◆ **Prompt**
Convert the material from the line containing "Mark the sloped" through its final line into a JSON list of strings, one string per line, omitting any blank lines.

◆ **Records for processing**
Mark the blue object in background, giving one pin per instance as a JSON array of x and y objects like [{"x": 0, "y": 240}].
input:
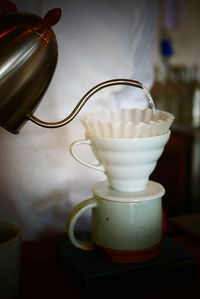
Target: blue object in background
[{"x": 166, "y": 48}]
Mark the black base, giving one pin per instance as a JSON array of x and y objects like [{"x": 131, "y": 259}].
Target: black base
[{"x": 91, "y": 272}]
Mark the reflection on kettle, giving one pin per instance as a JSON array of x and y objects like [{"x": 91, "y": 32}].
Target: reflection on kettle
[{"x": 28, "y": 60}]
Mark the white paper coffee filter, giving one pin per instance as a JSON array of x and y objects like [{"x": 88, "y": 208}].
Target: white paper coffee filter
[{"x": 126, "y": 123}]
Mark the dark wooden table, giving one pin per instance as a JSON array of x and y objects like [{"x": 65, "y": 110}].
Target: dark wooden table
[{"x": 42, "y": 277}]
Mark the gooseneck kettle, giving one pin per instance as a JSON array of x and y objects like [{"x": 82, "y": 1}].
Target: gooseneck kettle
[{"x": 28, "y": 58}]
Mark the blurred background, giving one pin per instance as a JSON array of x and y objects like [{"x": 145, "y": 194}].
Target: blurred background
[{"x": 154, "y": 42}]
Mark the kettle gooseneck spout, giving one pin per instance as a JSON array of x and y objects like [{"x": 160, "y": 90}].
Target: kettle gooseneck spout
[{"x": 88, "y": 95}]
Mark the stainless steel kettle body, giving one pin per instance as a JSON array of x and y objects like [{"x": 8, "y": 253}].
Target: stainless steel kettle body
[{"x": 28, "y": 58}]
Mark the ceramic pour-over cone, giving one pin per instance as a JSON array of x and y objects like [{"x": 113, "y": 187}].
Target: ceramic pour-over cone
[
  {"x": 126, "y": 162},
  {"x": 126, "y": 123}
]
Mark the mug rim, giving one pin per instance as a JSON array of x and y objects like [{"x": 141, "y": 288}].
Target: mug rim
[
  {"x": 127, "y": 139},
  {"x": 14, "y": 227}
]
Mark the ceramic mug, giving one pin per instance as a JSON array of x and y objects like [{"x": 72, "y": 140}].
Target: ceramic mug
[
  {"x": 127, "y": 162},
  {"x": 10, "y": 251},
  {"x": 125, "y": 227}
]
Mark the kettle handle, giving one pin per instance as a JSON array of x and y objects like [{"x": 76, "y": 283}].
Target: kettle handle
[{"x": 86, "y": 97}]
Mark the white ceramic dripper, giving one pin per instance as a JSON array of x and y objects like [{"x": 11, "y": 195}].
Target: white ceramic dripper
[{"x": 126, "y": 162}]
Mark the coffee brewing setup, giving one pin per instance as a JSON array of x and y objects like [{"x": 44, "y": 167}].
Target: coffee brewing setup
[{"x": 126, "y": 207}]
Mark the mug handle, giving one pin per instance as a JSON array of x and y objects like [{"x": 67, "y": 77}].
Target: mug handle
[
  {"x": 72, "y": 149},
  {"x": 76, "y": 212}
]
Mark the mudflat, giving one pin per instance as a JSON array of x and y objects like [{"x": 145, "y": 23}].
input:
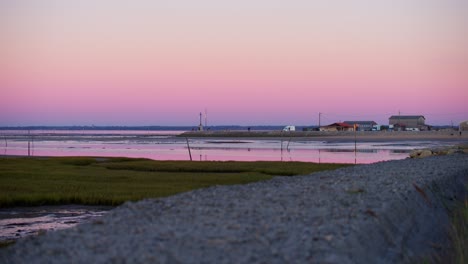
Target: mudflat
[
  {"x": 387, "y": 212},
  {"x": 338, "y": 135}
]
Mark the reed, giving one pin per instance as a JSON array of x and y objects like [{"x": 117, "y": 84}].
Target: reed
[{"x": 31, "y": 181}]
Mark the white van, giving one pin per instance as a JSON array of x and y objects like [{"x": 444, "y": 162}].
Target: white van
[{"x": 289, "y": 128}]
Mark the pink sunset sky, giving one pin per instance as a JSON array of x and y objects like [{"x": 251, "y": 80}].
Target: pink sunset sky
[{"x": 247, "y": 62}]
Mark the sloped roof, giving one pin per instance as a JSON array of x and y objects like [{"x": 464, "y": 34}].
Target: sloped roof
[
  {"x": 407, "y": 117},
  {"x": 360, "y": 122},
  {"x": 339, "y": 125}
]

◆ **Response**
[
  "Mark the sloped roof, giving one pin per instance as a JSON array of x and y objects like [{\"x\": 464, \"y\": 34}].",
  "Target: sloped roof",
  "[",
  "  {\"x\": 407, \"y\": 117},",
  "  {\"x\": 360, \"y\": 122},",
  "  {\"x\": 339, \"y\": 125}",
  "]"
]